═════ INPUT

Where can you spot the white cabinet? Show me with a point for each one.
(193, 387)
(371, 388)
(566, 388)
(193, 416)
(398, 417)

══════════

TASK STATEMENT: Rewrite the records above, changing "white cabinet" to "wooden drawer" and leaving everything else unchanged.

FULL ANSWER:
Where can you spot the wooden drawer? Show me with a point for each one.
(193, 387)
(371, 388)
(566, 388)
(193, 416)
(398, 417)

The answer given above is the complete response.